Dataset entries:
--- START ---
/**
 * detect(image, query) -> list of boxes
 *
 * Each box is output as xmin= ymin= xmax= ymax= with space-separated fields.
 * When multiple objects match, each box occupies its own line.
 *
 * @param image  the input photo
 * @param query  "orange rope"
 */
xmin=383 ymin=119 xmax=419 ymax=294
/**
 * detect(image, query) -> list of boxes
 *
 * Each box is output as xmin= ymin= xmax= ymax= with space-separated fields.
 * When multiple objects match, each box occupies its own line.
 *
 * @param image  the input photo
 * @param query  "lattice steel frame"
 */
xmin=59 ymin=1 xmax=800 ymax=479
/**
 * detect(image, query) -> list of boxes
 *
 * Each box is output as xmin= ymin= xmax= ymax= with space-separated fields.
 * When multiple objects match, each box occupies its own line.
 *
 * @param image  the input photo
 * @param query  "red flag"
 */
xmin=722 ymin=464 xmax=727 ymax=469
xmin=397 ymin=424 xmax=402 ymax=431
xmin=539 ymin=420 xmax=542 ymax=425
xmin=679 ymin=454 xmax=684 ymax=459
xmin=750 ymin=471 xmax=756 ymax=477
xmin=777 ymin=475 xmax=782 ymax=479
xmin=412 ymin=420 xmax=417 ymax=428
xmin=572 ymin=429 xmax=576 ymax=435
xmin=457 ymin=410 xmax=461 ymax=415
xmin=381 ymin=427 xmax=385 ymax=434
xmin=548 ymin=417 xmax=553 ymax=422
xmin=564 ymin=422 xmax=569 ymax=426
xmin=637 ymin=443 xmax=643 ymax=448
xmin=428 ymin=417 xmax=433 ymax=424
--- END ---
Goal of the exercise:
Retype each entry exactly, leaving none of them out.

Response to this exercise:
/**
 * detect(image, query) -> list of boxes
 *
 * Each box is output as xmin= ymin= xmax= ymax= with space-separated fields.
 * When multiple objects match, each box occupies its own line.
 *
 * @param image  the input photo
 * @param query  "orange rope"
 */
xmin=383 ymin=119 xmax=419 ymax=294
/**
 * detect(image, query) -> list of boxes
 *
 * Each box is output as xmin= ymin= xmax= ymax= with space-separated fields.
 * When multiple objects match, each box occupies its own line.
 *
 * @param image  the input photo
 * @param query  "lattice steel frame"
 */
xmin=59 ymin=1 xmax=800 ymax=479
/**
 * detect(image, query) -> list of boxes
 *
 * Each box is output as xmin= ymin= xmax= ymax= with space-separated fields.
 * When multiple objects match, each box occupies its own line.
 *
 * @param image  the input photo
 * @param query  "red flag"
 */
xmin=722 ymin=464 xmax=727 ymax=469
xmin=397 ymin=424 xmax=402 ymax=431
xmin=539 ymin=420 xmax=542 ymax=425
xmin=679 ymin=454 xmax=684 ymax=459
xmin=750 ymin=471 xmax=756 ymax=477
xmin=777 ymin=475 xmax=782 ymax=479
xmin=412 ymin=420 xmax=417 ymax=428
xmin=572 ymin=429 xmax=576 ymax=435
xmin=457 ymin=410 xmax=461 ymax=415
xmin=381 ymin=427 xmax=385 ymax=434
xmin=548 ymin=417 xmax=553 ymax=422
xmin=564 ymin=422 xmax=569 ymax=426
xmin=637 ymin=443 xmax=643 ymax=448
xmin=428 ymin=417 xmax=433 ymax=424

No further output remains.